# START OF Available data
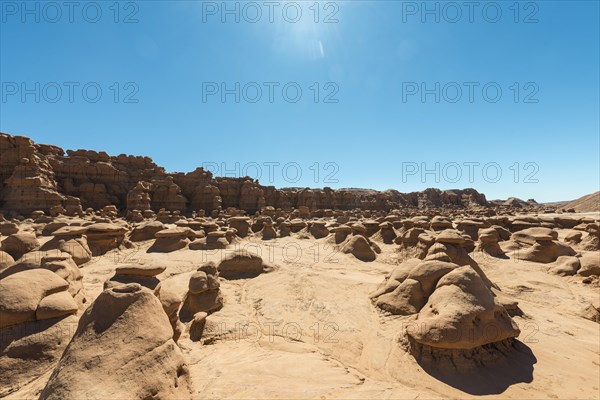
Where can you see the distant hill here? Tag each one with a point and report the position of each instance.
(590, 202)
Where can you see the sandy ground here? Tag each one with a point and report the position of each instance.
(308, 330)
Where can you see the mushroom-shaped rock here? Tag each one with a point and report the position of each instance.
(172, 239)
(268, 232)
(146, 231)
(6, 260)
(241, 224)
(103, 237)
(533, 235)
(64, 266)
(214, 240)
(140, 269)
(439, 223)
(462, 313)
(565, 266)
(450, 236)
(341, 233)
(488, 242)
(204, 294)
(19, 244)
(241, 264)
(544, 251)
(360, 248)
(56, 305)
(21, 293)
(590, 264)
(386, 233)
(318, 229)
(143, 274)
(124, 327)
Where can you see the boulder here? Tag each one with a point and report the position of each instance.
(462, 313)
(590, 264)
(19, 244)
(146, 231)
(565, 266)
(6, 260)
(241, 264)
(124, 327)
(21, 293)
(360, 248)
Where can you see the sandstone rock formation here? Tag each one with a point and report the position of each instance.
(124, 327)
(42, 177)
(241, 264)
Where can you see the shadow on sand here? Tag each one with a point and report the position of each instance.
(515, 366)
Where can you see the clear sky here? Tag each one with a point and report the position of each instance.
(499, 96)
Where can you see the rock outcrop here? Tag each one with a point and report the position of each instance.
(44, 177)
(124, 341)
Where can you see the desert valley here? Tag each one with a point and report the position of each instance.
(119, 280)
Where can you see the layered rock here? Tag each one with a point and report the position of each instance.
(42, 177)
(124, 327)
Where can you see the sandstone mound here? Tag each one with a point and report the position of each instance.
(146, 231)
(538, 244)
(565, 266)
(19, 244)
(30, 349)
(122, 348)
(70, 240)
(414, 286)
(360, 247)
(34, 295)
(488, 242)
(213, 241)
(144, 274)
(588, 203)
(590, 264)
(204, 294)
(462, 313)
(241, 264)
(103, 237)
(6, 260)
(172, 239)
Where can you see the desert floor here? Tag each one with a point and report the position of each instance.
(307, 329)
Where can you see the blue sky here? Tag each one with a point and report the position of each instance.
(369, 74)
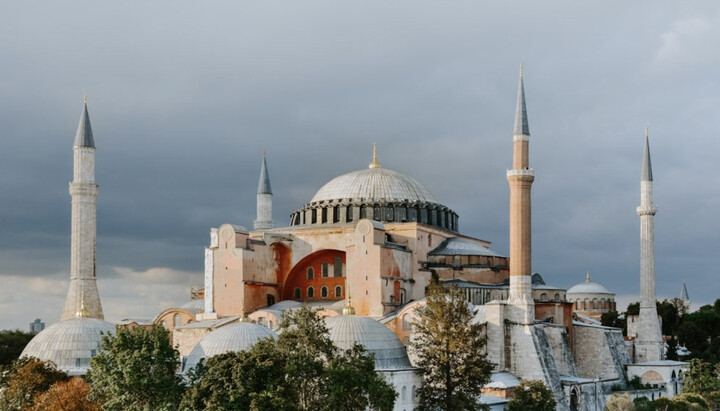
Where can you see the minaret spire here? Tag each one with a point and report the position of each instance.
(648, 343)
(264, 199)
(520, 179)
(83, 291)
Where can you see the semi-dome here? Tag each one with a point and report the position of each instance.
(588, 287)
(234, 337)
(378, 194)
(346, 330)
(70, 344)
(374, 184)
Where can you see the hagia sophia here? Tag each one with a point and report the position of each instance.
(363, 251)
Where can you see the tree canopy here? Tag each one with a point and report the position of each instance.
(451, 351)
(136, 371)
(301, 370)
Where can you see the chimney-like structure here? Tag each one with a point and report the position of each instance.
(264, 200)
(648, 343)
(83, 299)
(520, 178)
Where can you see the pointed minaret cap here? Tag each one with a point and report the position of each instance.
(647, 165)
(374, 163)
(684, 294)
(264, 181)
(83, 137)
(521, 123)
(348, 309)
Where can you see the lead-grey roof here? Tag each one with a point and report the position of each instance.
(389, 351)
(83, 137)
(70, 344)
(264, 180)
(647, 164)
(230, 338)
(462, 246)
(521, 123)
(374, 184)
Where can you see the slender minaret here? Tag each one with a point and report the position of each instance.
(520, 179)
(83, 297)
(648, 343)
(264, 199)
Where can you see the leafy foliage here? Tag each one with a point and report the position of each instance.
(69, 395)
(24, 379)
(11, 345)
(451, 352)
(301, 370)
(620, 402)
(532, 395)
(136, 371)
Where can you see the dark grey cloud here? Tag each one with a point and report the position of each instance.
(184, 97)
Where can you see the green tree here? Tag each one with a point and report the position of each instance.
(450, 351)
(620, 402)
(11, 345)
(25, 379)
(701, 378)
(136, 371)
(301, 370)
(532, 395)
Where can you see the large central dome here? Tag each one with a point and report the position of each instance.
(374, 184)
(378, 194)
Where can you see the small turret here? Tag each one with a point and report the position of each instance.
(264, 199)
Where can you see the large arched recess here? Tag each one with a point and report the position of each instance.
(320, 263)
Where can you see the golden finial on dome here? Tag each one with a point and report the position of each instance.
(375, 163)
(348, 309)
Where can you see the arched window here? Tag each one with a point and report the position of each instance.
(407, 322)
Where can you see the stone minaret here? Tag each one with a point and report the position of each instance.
(648, 343)
(83, 299)
(520, 179)
(264, 200)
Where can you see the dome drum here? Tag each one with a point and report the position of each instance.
(385, 211)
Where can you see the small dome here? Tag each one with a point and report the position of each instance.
(230, 338)
(70, 344)
(374, 184)
(346, 330)
(588, 287)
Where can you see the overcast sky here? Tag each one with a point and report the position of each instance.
(184, 96)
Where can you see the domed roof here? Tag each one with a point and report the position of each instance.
(588, 287)
(346, 330)
(234, 337)
(70, 344)
(374, 184)
(198, 304)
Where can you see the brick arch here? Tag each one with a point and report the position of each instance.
(297, 277)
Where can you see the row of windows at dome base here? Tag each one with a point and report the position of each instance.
(325, 269)
(310, 293)
(430, 214)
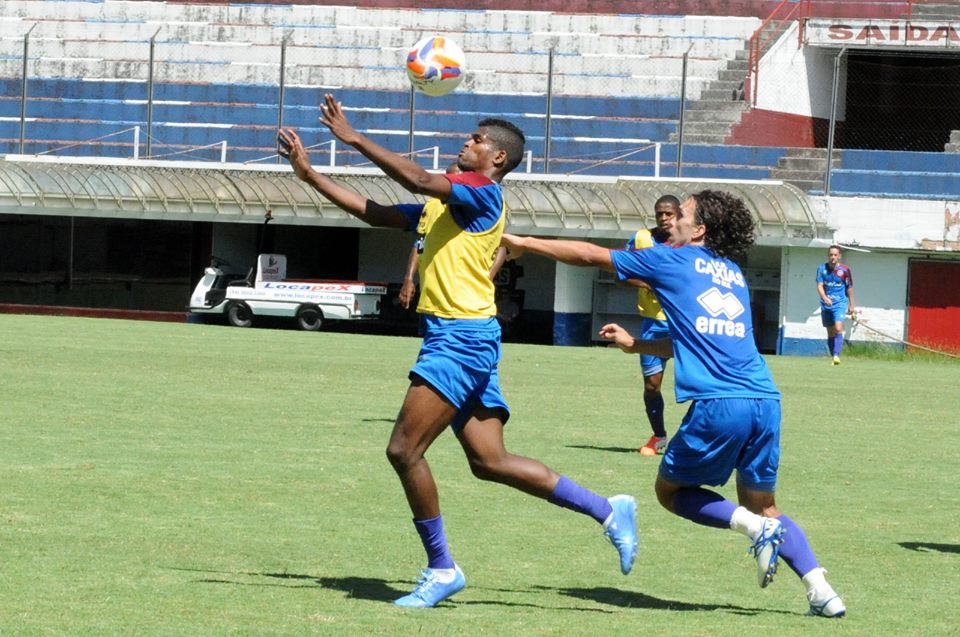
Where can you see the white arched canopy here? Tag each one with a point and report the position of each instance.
(550, 205)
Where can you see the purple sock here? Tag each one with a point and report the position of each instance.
(571, 495)
(704, 507)
(434, 542)
(838, 344)
(795, 550)
(654, 407)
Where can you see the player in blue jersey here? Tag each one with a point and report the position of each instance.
(733, 422)
(454, 381)
(653, 325)
(835, 288)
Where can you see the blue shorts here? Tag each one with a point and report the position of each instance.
(719, 435)
(459, 358)
(834, 314)
(649, 329)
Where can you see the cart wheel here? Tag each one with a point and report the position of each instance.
(309, 318)
(239, 315)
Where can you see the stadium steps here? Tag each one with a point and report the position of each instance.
(953, 146)
(709, 120)
(936, 11)
(805, 167)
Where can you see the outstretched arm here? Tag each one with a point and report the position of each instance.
(404, 171)
(569, 252)
(367, 210)
(408, 289)
(662, 347)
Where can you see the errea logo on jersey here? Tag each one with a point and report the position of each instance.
(721, 274)
(718, 304)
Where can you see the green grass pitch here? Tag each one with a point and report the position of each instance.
(176, 479)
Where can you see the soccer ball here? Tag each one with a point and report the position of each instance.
(435, 65)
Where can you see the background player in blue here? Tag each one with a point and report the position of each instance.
(733, 422)
(455, 381)
(835, 288)
(653, 325)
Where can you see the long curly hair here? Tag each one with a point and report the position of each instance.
(730, 228)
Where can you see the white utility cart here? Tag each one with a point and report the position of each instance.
(241, 299)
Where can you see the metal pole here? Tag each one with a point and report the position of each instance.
(153, 44)
(283, 67)
(70, 253)
(413, 109)
(833, 119)
(23, 87)
(683, 108)
(547, 132)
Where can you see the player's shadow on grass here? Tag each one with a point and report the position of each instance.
(925, 547)
(610, 449)
(633, 599)
(355, 587)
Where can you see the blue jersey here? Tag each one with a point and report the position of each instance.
(708, 306)
(836, 282)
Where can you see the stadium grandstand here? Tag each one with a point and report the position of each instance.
(138, 140)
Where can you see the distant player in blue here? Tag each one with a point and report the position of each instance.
(835, 288)
(733, 423)
(455, 382)
(653, 325)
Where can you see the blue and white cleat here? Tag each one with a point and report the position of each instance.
(826, 603)
(430, 590)
(621, 529)
(766, 548)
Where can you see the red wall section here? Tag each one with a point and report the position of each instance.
(771, 128)
(934, 304)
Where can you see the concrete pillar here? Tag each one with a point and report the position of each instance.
(573, 305)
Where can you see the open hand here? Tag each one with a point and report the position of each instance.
(291, 149)
(331, 116)
(618, 336)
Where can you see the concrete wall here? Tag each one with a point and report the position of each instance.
(364, 47)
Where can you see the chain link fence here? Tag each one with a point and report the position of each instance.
(594, 94)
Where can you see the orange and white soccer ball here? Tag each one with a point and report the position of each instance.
(435, 65)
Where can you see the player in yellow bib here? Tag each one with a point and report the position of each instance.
(455, 380)
(654, 325)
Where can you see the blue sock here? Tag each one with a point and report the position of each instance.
(571, 495)
(795, 550)
(654, 408)
(434, 542)
(704, 507)
(838, 344)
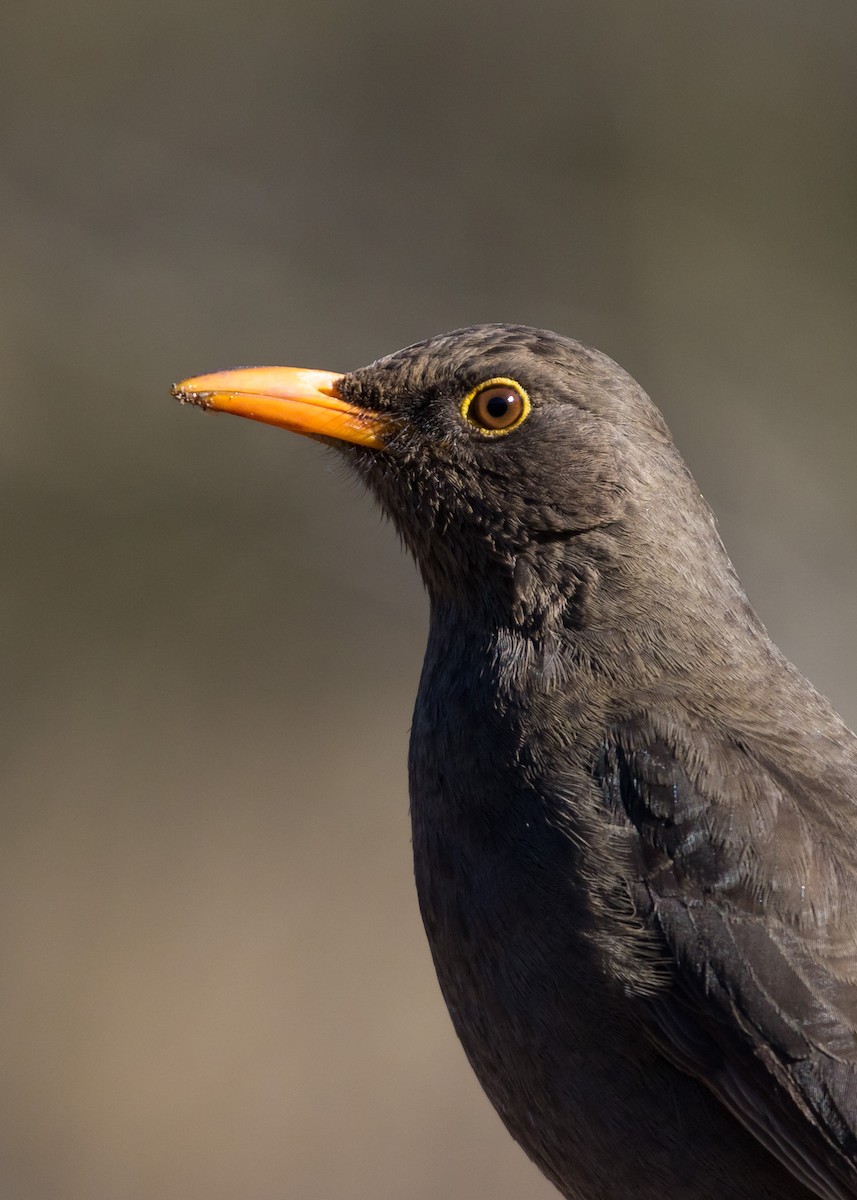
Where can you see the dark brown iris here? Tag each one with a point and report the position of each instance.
(497, 407)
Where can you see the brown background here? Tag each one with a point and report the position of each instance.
(214, 981)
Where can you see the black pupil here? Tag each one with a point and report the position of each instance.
(499, 403)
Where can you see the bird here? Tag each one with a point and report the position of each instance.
(634, 821)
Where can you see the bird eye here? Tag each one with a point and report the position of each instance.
(497, 406)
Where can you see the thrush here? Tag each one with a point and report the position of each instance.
(634, 821)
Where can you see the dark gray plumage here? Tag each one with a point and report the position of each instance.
(635, 831)
(634, 821)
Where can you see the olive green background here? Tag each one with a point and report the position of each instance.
(214, 978)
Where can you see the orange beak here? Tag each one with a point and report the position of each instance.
(303, 401)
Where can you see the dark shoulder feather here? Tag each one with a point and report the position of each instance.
(755, 903)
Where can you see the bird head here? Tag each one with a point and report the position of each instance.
(522, 469)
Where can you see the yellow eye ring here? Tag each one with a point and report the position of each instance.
(496, 407)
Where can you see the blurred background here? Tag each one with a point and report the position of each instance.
(214, 978)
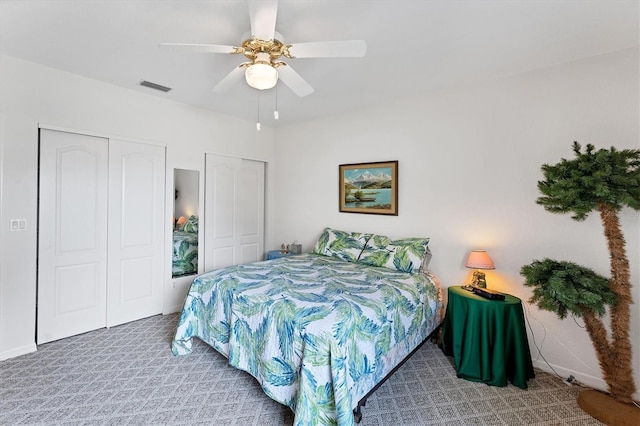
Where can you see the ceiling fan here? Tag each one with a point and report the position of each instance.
(264, 51)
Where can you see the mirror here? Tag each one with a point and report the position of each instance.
(185, 222)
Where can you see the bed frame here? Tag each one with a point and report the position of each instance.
(357, 412)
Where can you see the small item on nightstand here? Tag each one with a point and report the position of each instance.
(488, 294)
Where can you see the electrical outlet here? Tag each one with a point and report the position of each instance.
(18, 224)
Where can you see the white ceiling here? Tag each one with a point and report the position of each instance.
(412, 46)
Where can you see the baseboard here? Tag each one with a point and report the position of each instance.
(171, 309)
(18, 351)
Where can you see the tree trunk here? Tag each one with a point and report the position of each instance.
(621, 384)
(598, 334)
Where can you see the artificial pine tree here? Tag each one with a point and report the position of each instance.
(605, 181)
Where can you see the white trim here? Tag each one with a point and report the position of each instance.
(240, 156)
(18, 351)
(98, 134)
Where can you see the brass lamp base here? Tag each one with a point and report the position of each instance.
(479, 279)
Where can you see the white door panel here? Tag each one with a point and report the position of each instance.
(101, 233)
(234, 211)
(72, 234)
(136, 253)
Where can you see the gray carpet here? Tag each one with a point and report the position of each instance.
(127, 375)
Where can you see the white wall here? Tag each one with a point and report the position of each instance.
(31, 95)
(469, 161)
(187, 183)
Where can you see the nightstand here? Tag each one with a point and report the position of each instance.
(487, 338)
(276, 254)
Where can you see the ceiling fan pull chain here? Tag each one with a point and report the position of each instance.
(258, 126)
(276, 114)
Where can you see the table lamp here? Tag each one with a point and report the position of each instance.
(181, 221)
(479, 259)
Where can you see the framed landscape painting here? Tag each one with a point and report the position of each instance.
(369, 188)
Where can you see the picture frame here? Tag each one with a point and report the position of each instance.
(370, 188)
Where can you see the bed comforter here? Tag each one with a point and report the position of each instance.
(316, 332)
(185, 253)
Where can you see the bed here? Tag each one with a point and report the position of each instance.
(318, 331)
(185, 248)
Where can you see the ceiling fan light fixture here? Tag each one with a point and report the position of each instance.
(261, 76)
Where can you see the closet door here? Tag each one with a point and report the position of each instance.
(234, 211)
(72, 234)
(136, 236)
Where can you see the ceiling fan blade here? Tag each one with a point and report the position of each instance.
(329, 49)
(292, 79)
(262, 15)
(229, 80)
(211, 48)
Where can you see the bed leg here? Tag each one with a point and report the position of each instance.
(357, 414)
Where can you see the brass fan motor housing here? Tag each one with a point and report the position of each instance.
(274, 48)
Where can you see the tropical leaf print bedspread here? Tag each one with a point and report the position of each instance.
(185, 253)
(316, 332)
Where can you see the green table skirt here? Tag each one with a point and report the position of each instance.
(487, 339)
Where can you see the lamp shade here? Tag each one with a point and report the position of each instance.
(261, 74)
(479, 259)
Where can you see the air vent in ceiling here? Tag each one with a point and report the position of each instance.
(154, 86)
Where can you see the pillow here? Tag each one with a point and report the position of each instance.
(191, 225)
(343, 245)
(404, 255)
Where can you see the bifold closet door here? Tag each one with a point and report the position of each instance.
(234, 211)
(136, 231)
(72, 234)
(101, 233)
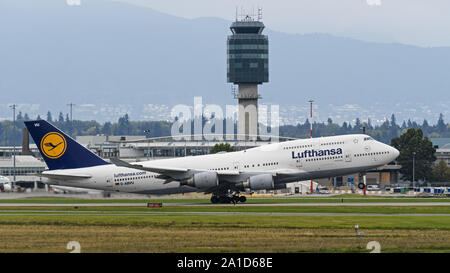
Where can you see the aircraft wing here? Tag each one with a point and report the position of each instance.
(160, 170)
(172, 173)
(169, 172)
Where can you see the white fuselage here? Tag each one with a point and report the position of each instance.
(5, 184)
(304, 159)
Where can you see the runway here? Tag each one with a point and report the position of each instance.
(134, 213)
(359, 204)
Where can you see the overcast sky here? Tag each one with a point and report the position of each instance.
(417, 22)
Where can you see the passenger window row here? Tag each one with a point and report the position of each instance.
(324, 158)
(297, 147)
(133, 178)
(375, 153)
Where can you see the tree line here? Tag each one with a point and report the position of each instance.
(12, 133)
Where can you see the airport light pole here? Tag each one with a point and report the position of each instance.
(14, 106)
(310, 113)
(71, 119)
(414, 163)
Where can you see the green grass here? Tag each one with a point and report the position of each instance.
(212, 233)
(237, 221)
(249, 209)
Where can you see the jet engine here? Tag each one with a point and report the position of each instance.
(203, 180)
(258, 182)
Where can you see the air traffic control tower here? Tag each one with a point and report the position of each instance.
(247, 67)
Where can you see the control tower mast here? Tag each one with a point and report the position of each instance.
(247, 66)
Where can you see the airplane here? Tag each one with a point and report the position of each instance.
(65, 189)
(223, 175)
(5, 184)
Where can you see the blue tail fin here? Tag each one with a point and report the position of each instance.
(58, 149)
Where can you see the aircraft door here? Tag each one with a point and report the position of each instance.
(298, 163)
(109, 181)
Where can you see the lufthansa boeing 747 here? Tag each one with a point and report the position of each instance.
(224, 175)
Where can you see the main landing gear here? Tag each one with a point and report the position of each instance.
(227, 199)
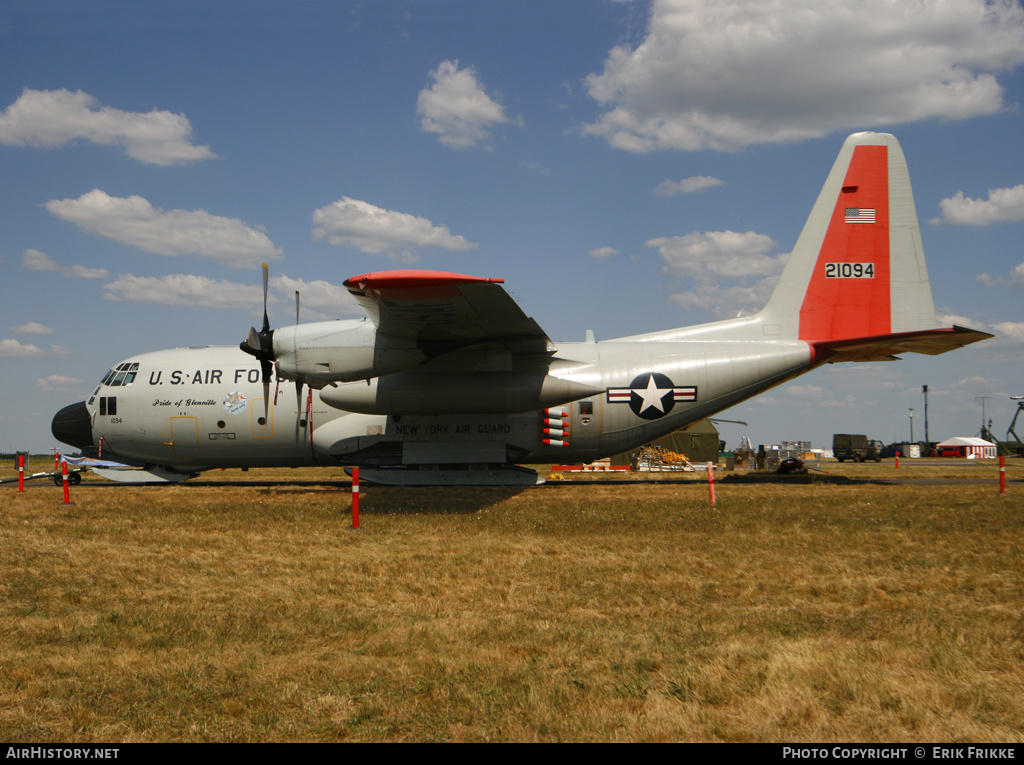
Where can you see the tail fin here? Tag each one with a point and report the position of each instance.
(856, 278)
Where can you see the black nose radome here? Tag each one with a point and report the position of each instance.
(73, 426)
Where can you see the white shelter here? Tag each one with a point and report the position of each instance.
(970, 447)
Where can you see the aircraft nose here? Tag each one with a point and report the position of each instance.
(73, 426)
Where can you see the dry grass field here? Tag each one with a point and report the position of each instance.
(832, 607)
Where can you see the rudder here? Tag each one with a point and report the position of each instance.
(857, 269)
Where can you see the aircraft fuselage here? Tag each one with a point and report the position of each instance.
(197, 409)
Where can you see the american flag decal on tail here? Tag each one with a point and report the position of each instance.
(859, 215)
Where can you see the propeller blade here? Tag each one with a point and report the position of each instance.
(253, 340)
(266, 282)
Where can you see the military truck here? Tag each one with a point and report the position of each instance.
(856, 448)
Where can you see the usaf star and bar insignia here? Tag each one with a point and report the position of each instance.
(651, 395)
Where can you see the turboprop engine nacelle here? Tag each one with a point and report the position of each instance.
(344, 350)
(481, 392)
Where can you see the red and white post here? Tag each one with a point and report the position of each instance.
(355, 498)
(64, 470)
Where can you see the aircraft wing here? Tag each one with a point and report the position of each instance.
(443, 311)
(885, 348)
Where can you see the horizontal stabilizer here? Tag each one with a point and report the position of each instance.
(884, 348)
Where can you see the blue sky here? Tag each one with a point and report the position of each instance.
(591, 153)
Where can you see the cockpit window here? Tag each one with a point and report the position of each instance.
(124, 374)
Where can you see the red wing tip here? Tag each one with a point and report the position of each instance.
(411, 279)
# END OF Available data
**The request:** Extract every line from the one containing "Where can you see the american" to the end of the entries, including both of those lines, exactly as given and with nothing added.

**Task output:**
Where can you see the american flag decal on tail here? Tag each one with a point and report the position of each instance.
(859, 215)
Where can you see the propeller blade here? Tag each one with a point and report the position of each instance.
(253, 340)
(266, 282)
Where can you see the military truck here? Tag each one with a point and report the position of each instance.
(856, 448)
Where can you see the usaf star and bar insignia here? Tag each one with a point and report the position of each instance.
(651, 395)
Where can you see the turboprop engine nacelle here? Tag each one with a point and report the position of each instance.
(344, 350)
(481, 392)
Where can you see the red and white post here? Tag each one with a point and report the position of each instance.
(355, 498)
(64, 470)
Where can you see the aircraft wing here? Tag each one with a point and report the position of each instance.
(443, 311)
(885, 348)
Where can you see the horizontal stabilizer here? Tag each one with a point and report the position of each instance.
(884, 348)
Where can you see the blue sky here? Tag each one with a point and report the position of each instance.
(591, 153)
Where can you see the cockpit window here? Tag each one with a point and report the position of each instance.
(124, 374)
Where can you see the red wing tip here? Tag each one with a point and report the position of each instance.
(411, 279)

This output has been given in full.